# Exercise prompt
Copy out exactly the lines from the one with "the red football" up to and including the one with "point(919, 594)".

# Task data
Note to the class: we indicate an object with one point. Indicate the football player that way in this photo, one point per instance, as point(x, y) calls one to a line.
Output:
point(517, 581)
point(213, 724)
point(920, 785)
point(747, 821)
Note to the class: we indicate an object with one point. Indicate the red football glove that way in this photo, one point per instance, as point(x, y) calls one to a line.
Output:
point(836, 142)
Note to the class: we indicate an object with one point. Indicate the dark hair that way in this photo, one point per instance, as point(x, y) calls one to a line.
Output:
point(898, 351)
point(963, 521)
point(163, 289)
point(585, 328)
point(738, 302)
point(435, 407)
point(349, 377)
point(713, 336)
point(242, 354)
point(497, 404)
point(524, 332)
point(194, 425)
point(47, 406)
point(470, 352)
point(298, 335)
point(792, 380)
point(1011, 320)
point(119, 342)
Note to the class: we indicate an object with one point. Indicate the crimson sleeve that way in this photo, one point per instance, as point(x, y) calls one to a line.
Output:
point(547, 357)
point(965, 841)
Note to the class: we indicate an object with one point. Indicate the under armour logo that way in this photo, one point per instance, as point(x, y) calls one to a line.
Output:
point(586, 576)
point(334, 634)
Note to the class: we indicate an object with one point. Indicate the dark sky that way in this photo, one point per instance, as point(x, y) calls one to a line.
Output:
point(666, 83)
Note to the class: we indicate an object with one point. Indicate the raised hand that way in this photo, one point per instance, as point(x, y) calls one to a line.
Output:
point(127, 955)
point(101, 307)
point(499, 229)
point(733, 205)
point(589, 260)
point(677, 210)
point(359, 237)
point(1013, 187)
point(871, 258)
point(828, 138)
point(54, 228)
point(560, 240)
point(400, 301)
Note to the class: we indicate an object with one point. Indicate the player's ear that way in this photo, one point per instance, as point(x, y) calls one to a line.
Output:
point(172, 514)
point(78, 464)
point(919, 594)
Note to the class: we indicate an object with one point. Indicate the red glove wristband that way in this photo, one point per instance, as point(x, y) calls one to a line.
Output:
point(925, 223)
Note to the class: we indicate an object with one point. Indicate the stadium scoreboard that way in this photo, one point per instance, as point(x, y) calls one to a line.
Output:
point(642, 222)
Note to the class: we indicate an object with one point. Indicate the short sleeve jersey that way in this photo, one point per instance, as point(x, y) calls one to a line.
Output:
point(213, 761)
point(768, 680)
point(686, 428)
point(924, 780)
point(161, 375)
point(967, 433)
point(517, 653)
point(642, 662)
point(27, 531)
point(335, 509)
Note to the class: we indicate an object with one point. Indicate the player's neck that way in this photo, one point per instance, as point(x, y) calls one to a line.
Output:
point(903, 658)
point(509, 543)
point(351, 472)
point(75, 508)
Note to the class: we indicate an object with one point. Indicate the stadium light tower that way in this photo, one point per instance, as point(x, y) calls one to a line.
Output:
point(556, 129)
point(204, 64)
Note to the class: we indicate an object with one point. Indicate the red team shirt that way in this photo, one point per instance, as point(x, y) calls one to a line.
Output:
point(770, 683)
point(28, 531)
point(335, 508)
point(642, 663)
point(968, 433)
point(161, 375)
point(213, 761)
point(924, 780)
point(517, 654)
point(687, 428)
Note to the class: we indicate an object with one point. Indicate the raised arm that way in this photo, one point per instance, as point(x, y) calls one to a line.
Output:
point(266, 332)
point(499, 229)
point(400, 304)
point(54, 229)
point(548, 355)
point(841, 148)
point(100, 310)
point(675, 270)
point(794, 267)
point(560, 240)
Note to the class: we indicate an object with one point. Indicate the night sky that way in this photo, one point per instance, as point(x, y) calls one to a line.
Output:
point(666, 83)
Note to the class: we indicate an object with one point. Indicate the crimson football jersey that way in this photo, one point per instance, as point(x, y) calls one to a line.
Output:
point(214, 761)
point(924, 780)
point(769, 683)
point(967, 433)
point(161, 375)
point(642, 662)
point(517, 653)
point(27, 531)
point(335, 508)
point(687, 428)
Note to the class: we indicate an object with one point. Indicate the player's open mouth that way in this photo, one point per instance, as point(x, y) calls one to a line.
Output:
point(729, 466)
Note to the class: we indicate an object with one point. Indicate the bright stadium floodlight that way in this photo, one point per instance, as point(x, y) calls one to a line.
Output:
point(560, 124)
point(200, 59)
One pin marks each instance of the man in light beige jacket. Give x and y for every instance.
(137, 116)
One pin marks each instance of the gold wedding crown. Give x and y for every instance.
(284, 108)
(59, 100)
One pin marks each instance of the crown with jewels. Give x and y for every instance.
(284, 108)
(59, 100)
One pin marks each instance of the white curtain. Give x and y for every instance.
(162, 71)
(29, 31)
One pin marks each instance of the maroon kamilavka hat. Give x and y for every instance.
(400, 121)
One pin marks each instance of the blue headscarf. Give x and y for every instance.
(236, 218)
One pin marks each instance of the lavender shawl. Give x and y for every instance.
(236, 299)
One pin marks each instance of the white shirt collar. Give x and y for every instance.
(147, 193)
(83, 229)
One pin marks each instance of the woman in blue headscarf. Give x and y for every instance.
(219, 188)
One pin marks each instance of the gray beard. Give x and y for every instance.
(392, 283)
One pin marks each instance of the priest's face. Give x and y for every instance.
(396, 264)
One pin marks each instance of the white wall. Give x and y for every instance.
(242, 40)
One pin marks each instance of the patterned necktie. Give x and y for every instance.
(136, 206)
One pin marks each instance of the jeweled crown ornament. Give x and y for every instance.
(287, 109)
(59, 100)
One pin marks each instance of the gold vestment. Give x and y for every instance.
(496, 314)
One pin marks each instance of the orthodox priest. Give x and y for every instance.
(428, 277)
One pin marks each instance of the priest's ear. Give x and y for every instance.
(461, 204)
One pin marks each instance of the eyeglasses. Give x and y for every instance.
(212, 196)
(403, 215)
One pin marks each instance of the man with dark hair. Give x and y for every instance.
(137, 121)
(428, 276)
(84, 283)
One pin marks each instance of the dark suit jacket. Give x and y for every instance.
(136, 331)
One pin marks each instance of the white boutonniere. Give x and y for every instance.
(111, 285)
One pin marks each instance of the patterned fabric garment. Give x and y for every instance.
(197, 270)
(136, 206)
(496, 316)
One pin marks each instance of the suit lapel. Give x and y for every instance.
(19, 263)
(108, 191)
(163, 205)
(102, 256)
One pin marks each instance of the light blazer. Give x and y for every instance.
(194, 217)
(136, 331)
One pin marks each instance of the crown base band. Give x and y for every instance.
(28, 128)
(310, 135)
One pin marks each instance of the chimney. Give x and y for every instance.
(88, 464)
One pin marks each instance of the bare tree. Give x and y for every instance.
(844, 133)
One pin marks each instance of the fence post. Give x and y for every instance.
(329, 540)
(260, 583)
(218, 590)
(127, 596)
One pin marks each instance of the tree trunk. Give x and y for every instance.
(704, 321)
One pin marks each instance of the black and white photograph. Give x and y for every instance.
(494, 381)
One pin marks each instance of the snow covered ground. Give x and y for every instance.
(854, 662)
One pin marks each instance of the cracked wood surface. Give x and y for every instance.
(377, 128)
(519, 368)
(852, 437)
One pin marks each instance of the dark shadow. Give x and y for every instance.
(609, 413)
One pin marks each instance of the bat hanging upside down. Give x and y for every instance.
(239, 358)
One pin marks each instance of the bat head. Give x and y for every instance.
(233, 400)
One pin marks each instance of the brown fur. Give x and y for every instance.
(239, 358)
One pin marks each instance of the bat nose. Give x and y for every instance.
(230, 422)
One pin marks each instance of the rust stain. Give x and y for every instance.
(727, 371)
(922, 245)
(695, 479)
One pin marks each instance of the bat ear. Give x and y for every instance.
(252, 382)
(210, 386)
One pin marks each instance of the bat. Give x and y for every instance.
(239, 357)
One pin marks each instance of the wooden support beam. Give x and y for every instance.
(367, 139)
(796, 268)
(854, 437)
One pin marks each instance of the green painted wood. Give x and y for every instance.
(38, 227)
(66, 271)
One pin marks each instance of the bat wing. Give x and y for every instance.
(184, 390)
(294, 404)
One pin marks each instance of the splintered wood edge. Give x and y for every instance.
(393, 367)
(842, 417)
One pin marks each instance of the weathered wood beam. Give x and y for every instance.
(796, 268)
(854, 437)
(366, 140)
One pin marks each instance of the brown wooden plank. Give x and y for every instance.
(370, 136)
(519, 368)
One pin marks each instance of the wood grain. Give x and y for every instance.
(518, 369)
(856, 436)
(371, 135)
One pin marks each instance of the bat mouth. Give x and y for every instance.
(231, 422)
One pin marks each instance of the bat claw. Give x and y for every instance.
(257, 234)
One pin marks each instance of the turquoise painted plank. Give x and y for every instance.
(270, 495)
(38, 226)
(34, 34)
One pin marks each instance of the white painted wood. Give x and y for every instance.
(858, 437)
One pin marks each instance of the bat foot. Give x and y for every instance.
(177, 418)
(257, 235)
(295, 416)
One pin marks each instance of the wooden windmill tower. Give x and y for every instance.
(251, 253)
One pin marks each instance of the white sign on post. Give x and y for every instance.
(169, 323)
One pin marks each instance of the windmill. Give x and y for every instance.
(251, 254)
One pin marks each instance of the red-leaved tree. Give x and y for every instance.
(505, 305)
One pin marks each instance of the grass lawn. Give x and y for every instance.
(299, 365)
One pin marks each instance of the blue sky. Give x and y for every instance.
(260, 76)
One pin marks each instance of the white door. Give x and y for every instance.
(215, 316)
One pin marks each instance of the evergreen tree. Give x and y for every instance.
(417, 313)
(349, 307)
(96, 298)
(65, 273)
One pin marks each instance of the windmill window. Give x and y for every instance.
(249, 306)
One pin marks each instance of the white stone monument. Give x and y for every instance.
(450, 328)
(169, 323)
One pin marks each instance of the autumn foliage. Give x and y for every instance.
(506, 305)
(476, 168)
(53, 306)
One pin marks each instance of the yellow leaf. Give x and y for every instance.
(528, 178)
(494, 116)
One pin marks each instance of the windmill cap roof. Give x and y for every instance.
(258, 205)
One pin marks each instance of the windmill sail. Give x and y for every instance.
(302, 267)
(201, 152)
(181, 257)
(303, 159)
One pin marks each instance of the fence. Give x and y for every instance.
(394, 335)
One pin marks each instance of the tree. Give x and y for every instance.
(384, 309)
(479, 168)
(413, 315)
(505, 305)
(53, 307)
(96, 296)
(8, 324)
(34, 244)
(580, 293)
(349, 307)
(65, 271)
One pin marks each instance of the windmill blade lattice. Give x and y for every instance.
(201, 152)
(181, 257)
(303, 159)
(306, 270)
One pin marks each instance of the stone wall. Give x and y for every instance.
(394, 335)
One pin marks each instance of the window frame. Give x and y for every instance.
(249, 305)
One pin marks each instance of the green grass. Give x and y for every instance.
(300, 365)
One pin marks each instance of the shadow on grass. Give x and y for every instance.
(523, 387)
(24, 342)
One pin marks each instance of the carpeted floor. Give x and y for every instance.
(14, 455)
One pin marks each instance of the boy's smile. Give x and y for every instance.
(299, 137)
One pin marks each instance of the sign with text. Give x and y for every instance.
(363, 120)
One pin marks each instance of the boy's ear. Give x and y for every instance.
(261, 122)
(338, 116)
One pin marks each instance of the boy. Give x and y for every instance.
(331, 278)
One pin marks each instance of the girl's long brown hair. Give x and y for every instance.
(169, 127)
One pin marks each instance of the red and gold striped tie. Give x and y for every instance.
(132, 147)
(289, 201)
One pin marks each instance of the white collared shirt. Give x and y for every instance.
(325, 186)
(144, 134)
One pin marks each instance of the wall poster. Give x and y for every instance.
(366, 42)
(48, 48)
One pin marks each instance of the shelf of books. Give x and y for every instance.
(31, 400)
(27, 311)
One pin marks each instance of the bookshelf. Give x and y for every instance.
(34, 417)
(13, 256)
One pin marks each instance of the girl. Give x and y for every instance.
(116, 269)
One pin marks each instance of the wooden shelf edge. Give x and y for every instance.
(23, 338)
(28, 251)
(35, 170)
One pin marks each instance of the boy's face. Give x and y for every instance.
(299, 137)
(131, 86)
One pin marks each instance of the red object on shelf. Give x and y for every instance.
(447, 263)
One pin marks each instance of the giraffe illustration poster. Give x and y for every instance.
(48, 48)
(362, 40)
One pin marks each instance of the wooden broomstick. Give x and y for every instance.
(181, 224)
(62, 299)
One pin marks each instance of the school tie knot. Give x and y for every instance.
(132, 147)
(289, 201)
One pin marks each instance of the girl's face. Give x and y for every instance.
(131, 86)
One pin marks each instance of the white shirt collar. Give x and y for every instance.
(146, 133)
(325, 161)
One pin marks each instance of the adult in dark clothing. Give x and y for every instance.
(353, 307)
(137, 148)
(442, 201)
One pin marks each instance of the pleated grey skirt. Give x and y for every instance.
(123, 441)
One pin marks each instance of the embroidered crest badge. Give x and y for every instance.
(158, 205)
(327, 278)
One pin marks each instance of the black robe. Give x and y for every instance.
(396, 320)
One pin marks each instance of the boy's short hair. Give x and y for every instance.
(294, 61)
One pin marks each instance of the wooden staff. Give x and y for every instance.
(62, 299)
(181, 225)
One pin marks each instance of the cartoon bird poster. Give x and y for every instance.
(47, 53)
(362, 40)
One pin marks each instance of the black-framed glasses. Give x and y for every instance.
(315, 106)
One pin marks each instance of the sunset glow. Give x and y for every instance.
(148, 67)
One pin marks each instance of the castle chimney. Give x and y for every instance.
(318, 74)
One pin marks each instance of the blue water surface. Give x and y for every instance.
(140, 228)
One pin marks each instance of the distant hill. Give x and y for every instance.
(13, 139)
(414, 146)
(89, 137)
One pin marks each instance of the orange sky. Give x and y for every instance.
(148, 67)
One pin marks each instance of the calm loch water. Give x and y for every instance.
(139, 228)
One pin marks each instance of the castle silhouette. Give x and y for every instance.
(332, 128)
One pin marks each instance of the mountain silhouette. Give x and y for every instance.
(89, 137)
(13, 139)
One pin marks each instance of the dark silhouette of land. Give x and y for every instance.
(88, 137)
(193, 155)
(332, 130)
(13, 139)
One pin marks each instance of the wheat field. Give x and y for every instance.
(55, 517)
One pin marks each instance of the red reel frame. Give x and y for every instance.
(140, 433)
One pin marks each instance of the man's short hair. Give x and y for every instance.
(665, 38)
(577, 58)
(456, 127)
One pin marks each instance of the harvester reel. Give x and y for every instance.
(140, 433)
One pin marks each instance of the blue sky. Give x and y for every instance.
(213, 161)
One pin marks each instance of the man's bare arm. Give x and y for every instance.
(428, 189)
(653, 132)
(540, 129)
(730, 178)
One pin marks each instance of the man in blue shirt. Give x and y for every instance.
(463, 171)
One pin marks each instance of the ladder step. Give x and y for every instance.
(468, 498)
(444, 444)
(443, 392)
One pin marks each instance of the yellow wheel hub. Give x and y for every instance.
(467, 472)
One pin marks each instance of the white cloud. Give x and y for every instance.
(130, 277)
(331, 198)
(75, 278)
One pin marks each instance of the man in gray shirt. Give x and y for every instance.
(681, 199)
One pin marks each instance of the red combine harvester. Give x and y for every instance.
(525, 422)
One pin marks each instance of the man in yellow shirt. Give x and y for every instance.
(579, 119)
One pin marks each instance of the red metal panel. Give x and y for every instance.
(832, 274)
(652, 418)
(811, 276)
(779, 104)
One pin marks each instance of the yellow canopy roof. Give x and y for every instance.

# The completed task
Note to the class: we indicate an object with one point. Indicate the red football glove that way in this photo, one point per instance, as point(x, y) calls one to a line.
Output:
point(836, 142)
Note to the class: we indicate an object with one point. Indicate the dark hair that way in this photo, one point per instance, as point(x, y) calls one to a line.
Output:
point(898, 351)
point(963, 521)
point(163, 289)
point(585, 328)
point(738, 302)
point(435, 407)
point(349, 377)
point(713, 336)
point(242, 354)
point(497, 404)
point(524, 332)
point(194, 425)
point(47, 406)
point(470, 352)
point(298, 335)
point(792, 380)
point(1011, 320)
point(119, 342)
Note to the class: we indicate an object with one point. Indicate the crimson sleeve that way in this photo, one point per instance, as point(x, y) calls one to a line.
Output:
point(547, 357)
point(965, 841)
Note to the class: we indicate an object with one point. Indicate the under armour logo that way in this photo, one point per instance, as point(x, y) calls one to a line.
Output:
point(586, 576)
point(334, 634)
Note to the class: we indicate an object with one point. Indicate the dark sky that way in this photo, one point per instance, as point(x, y) calls one to a line.
Output:
point(666, 83)
Note to the class: we indicate an object with one point. Indicate the raised hand that way in this photo, one point per instance, as point(x, y) calls one to a line.
Output:
point(127, 955)
point(101, 307)
point(499, 229)
point(733, 205)
point(589, 260)
point(677, 210)
point(359, 237)
point(1013, 187)
point(871, 258)
point(828, 138)
point(54, 228)
point(560, 240)
point(400, 301)
Note to the class: we indicate an object with one point. Indicate the player's ear that way in this photo, one point per instance, as point(x, y) calls one to a line.
Output:
point(172, 514)
point(78, 464)
point(919, 594)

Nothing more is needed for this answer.